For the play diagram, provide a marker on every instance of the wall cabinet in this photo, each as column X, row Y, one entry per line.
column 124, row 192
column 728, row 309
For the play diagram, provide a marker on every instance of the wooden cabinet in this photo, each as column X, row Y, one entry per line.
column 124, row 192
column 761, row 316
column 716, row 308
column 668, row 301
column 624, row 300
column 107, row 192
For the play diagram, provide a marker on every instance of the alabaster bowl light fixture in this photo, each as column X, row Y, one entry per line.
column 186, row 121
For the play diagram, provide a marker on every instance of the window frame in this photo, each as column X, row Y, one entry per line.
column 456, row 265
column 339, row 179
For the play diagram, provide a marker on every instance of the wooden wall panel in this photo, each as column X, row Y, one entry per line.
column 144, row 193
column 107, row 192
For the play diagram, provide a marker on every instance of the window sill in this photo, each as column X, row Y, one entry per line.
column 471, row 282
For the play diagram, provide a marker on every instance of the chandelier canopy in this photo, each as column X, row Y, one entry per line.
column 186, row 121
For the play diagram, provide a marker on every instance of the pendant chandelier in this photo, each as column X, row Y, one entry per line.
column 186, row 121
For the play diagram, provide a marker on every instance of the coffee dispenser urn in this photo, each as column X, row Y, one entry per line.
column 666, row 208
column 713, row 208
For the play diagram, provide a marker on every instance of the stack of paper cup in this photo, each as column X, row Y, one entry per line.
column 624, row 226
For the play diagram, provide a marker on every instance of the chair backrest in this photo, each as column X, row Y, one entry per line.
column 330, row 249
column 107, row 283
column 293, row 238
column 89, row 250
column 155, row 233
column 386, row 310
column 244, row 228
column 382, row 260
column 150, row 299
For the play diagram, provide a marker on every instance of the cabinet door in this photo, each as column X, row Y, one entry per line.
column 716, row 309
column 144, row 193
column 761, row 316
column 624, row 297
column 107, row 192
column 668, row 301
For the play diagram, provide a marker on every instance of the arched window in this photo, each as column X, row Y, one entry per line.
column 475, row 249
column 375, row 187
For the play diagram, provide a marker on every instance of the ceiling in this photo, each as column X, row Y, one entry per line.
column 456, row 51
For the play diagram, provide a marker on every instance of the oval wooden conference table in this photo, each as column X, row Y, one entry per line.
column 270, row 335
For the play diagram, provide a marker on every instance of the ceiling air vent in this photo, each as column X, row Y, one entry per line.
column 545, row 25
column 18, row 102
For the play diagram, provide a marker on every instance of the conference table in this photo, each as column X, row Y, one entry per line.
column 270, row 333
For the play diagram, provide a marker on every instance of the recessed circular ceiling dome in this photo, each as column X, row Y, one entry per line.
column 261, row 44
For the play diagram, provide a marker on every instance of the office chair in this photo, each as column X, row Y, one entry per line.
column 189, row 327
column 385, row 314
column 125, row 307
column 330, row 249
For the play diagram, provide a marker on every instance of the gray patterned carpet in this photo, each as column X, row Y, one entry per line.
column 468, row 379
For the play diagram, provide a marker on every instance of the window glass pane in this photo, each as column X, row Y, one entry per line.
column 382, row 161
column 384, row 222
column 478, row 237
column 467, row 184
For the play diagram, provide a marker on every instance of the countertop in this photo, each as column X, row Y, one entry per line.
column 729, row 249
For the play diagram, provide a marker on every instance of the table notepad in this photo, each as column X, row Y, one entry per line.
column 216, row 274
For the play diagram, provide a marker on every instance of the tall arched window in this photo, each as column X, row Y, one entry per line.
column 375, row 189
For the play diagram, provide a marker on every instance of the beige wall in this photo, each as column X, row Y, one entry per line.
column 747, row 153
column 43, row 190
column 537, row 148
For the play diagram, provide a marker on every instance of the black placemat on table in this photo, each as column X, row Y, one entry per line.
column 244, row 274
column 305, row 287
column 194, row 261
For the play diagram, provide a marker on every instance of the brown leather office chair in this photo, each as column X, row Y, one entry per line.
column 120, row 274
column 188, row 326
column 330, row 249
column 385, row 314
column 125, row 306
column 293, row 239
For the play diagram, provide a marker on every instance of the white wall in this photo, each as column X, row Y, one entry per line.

**What the task requires:**
Retype the data in full, precisely as given.

**Exercise output:**
For the play diagram, provide a marker on every instance of the wall cabinet in this photo, each as column X, row Y, one entry per line.
column 124, row 192
column 728, row 309
For the play diagram, provide a marker on every instance of the wooden cabinet in this photo, each as column X, row Y, one entry per line.
column 124, row 192
column 761, row 316
column 716, row 308
column 668, row 301
column 624, row 300
column 107, row 192
For the play diagram, provide a marker on every instance of the alabaster bowl light fixture in this photo, each as column X, row Y, one entry per line.
column 186, row 121
For the play diagram, provide a marker on every instance of the window frame in this photo, each as column X, row Y, one entry per line.
column 456, row 265
column 339, row 179
For the play diagram, provide a marker on every instance of the wooden wall panel in this photo, each as column X, row Y, one entry per line.
column 144, row 193
column 107, row 192
For the play diagram, provide a marker on every instance of the window sill in this photo, each as column X, row Y, one entry per line.
column 471, row 282
For the play diagram, provide a marker on every instance of the chandelier canopy in this photo, each as column X, row Y, one entry per line.
column 186, row 121
For the play diagram, provide a marker on every instance of the pendant chandelier in this photo, each as column X, row Y, one entry per line.
column 186, row 121
For the play diagram, provide a marker on every instance of the coffee dispenser urn in this photo, each as column X, row Y, one entry per line.
column 666, row 208
column 713, row 208
For the play diagram, provide a marker on every instance of the stack of paper cup in this photo, each as column X, row Y, one entry per line.
column 624, row 226
For the play diagram, provide a marker on every instance of the chair backrest in this photo, each as column X, row Y, one entry per line.
column 330, row 249
column 107, row 283
column 293, row 238
column 89, row 250
column 155, row 233
column 386, row 310
column 244, row 228
column 382, row 260
column 150, row 299
For the play diagram, provide a marker on every instance of the cabinet door in this photo, each as column X, row Y, one entry per line.
column 716, row 309
column 144, row 193
column 761, row 316
column 624, row 297
column 107, row 192
column 668, row 301
For the play diagram, provide a marker on every instance of the arched window in this photo, each as column X, row Y, one entry per line.
column 475, row 249
column 375, row 187
For the play diagram, provide a marker on every instance of the ceiling in this photo, each as column X, row Y, one entry per line.
column 456, row 51
For the play diagram, provide a marker on every instance of the oval wooden conference table in this photo, each as column X, row Y, one entry per line.
column 270, row 335
For the play diagram, provide a marker on every instance of the ceiling air vent in this photo, each as column X, row Y, one entry per line.
column 545, row 25
column 18, row 102
For the play diagram, provide a marker on every instance of the conference table in this photo, each as column X, row Y, one entry per line.
column 270, row 333
For the play diagram, provide a marker on every instance of the recessed circular ceiling dome in this photo, each as column X, row Y, one entry per line.
column 261, row 44
For the play diagram, provide a marker on every instance of the office chair in this photo, each as column X, row Y, one entry per line.
column 189, row 327
column 385, row 314
column 125, row 307
column 330, row 249
For the play diagram, provide a marker on every instance of the gray patterned carpet in this photo, each as column X, row Y, one entry per line.
column 468, row 379
For the play diagram, provide a marker on every instance of the window glass pane in this photo, each as column X, row Y, one entry per line.
column 382, row 161
column 384, row 222
column 478, row 237
column 467, row 184
For the play diagram, provide a marker on every instance of the countertop in this photo, each as column X, row Y, one entry per line.
column 729, row 249
For the play diagram, provide a marker on every instance of the table notepad in this photo, each as column X, row Y, one entry per line.
column 216, row 274
For the play diagram, provide a marker on every instance of the tall arched window in this photo, each as column X, row Y, one entry per line.
column 375, row 189
For the play diagram, provide a marker on every instance of the beige wall in this photo, each as column X, row Y, one entry per line.
column 747, row 153
column 43, row 190
column 537, row 148
For the play diagram, provide a marker on every instance of the black placemat on table in this photo, each as column X, row Y, one entry per line.
column 244, row 274
column 305, row 287
column 194, row 261
For the play diagram, provide a marker on every instance of the brown leather office chair in this photo, each as column X, row Y, one entry per line.
column 120, row 274
column 188, row 326
column 330, row 249
column 385, row 314
column 125, row 306
column 293, row 239
For the play diagram, provide a marker on every instance of the white wall in this photo, each as column X, row Y, one entry per line.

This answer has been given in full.